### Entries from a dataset

• • • • • • •

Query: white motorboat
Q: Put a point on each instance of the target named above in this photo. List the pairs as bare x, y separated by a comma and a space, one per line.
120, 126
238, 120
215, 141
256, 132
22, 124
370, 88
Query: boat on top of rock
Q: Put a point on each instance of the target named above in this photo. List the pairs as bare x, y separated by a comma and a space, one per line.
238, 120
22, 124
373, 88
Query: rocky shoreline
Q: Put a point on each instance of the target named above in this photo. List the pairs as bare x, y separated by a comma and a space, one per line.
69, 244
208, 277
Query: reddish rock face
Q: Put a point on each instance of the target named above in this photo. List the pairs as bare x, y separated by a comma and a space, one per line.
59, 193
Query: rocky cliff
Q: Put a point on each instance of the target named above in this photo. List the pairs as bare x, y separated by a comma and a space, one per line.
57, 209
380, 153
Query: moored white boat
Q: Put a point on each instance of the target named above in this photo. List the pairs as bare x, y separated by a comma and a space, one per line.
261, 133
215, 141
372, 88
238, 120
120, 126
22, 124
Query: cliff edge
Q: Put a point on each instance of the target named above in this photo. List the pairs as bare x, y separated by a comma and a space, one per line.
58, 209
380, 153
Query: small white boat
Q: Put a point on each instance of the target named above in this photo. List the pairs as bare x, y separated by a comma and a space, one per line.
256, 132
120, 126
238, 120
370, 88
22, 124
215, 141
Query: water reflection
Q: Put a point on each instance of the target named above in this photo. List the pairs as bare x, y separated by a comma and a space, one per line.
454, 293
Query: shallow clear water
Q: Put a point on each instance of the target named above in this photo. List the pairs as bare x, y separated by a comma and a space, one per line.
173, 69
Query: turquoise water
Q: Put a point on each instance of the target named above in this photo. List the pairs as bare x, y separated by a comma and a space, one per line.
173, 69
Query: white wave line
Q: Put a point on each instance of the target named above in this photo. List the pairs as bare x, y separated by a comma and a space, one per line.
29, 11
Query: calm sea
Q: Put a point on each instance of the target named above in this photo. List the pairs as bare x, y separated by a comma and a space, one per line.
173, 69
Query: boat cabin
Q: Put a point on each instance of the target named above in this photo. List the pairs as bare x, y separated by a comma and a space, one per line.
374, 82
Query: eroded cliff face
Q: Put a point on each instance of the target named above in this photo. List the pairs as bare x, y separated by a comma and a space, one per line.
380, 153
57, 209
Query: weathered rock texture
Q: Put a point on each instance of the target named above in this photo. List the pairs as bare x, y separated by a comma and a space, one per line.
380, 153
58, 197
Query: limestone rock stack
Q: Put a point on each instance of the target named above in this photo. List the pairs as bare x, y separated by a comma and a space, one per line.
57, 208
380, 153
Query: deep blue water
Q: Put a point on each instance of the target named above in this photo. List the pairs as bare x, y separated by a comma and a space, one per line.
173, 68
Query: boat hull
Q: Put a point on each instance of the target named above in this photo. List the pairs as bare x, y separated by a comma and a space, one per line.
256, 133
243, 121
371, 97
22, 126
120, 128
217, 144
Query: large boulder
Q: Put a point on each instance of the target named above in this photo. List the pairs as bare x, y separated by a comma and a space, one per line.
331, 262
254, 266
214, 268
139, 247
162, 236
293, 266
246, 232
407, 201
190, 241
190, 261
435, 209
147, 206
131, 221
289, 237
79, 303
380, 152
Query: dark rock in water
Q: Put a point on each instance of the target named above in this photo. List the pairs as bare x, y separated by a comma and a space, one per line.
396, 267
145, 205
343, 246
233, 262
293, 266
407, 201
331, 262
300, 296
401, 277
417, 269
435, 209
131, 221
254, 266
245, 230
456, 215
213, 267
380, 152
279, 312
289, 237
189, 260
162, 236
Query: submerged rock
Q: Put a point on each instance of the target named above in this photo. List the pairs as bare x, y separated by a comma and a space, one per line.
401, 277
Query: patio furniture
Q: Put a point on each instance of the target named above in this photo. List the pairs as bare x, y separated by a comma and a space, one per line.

• • • • • • •

### THE PROBLEM
Please reproduce all of the records above line for line, without changing anything.

### FINAL ANSWER
Query: white motorboat
Q: Put a point on each instance of the target named above in this photo. List the pairs as bare x, y separated by a comma and a space, one per line.
120, 126
238, 120
215, 141
256, 132
22, 124
370, 88
Query: boat on top of rock
Q: Put a point on each instance of the target named above in this photo. List the pairs as bare x, y separated by a comma and a space, one per line.
238, 120
22, 124
373, 88
Query: rocky shoreline
Q: Put a point on each instance of the target named above in this photo. List the pairs as bare x, y separated by a comma and a space, one per line.
69, 244
208, 277
Query: reddish rock face
Q: Put a point on each instance of the target named above in this photo. List the pairs as bare x, y separated by a comma and a space, one per line.
59, 193
Query: rocky cliff
Q: Put a point on each instance of the target named above in this photo. List the pairs as bare x, y separated by a comma and a space, one per line.
57, 209
380, 153
Query: moored white boat
Q: Put a point on each instance of the target named above in this photo. List the pairs as bare x, y separated by a comma and a space, one per line.
261, 133
215, 141
372, 88
238, 120
120, 126
22, 124
Query: cliff edge
Q: Put a point on each instance of the target named above in this photo. List the pairs as bare x, y separated by a comma and a space, one per line.
58, 209
380, 153
Query: small white boat
Q: Put a point on each instance of the target named above in this photo. List the pairs as bare x, y separated by a comma and a space, one per line.
256, 132
120, 126
238, 120
370, 88
22, 124
215, 141
Query: water reflection
Q: Put a point on each instance of the target named above in this photo. List the pairs as bare x, y separated by a comma and a space, one per line.
454, 293
Query: shallow clear water
Q: Put a point on each instance of the target named above in this photo. List the pairs as bare x, y separated by a comma and a space, one per line.
173, 69
Query: turquoise water
Q: Put a point on each instance of the target named above in this photo. List the pairs as bare x, y separated by a comma and a space, one per line.
173, 69
Query: white wave line
Q: Put a point on each instance of the target named above in this photo. List the pairs as bare x, y separated by a comma and a space, one per line.
29, 11
Query: calm sea
Q: Put a point on each instance of the target named above in this photo. List the pairs as bare x, y separated by a comma and a space, one per line.
173, 69
Query: boat cabin
Q: Put a point on each instance of the target named above in this photo. List the pairs as bare x, y separated by a comma and a space, one per line.
374, 82
Query: eroded cliff face
Q: Put a point on each instance of the target named above in this photo. List the pairs as bare x, y separated by a comma and a space, one per line.
380, 153
57, 209
Query: weathered rock texture
Q: Put a point on each instance of the target named above in this photo. List the pairs as bare x, y separated by a comma and a space, one per line.
380, 153
58, 197
Query: limestone rock stack
Q: Put a point on each instance of the target named above in this photo. List the pairs as bare x, y separated by a comma and a space, one per line.
57, 208
380, 153
Query: deep blue water
Q: Put a point on each instance of the target named above in this photo. List the pairs as bare x, y separated by a comma and a space, one per line.
173, 68
Query: boat hull
Q: Put a point on each instance of the target named above in this photo. List the pairs as bare x, y separated by a comma and a space, one per line.
256, 133
243, 121
371, 97
22, 126
120, 128
217, 144
Query: large boulder
Q: Put a point on each instance of the target named above in this photo. List the pairs as bare x, y separated by a comma and a space, one per line.
331, 262
254, 266
214, 268
139, 247
162, 236
293, 266
246, 232
407, 201
190, 241
190, 261
435, 209
147, 206
131, 221
289, 237
79, 303
380, 152
Query: dark rock in water
Q: Put a point on each instance of the target named above in this photo. List the pairs as bare x, y separated by a comma and a space, one per line.
396, 267
145, 205
343, 246
233, 262
293, 266
407, 201
331, 262
300, 296
401, 277
417, 269
435, 209
131, 221
254, 266
245, 230
456, 215
213, 267
380, 152
279, 312
289, 237
189, 260
162, 236
Query: submerged rock
Q: Put a point on each instance of the target named above in this photo. List the pairs as bare x, y separated by a comma and a space, one per line.
401, 277
Query: patio furniture
Q: Put a point on each instance of the target named above in this photo. List the pairs as bare x, y separated by a comma and a space, one per line.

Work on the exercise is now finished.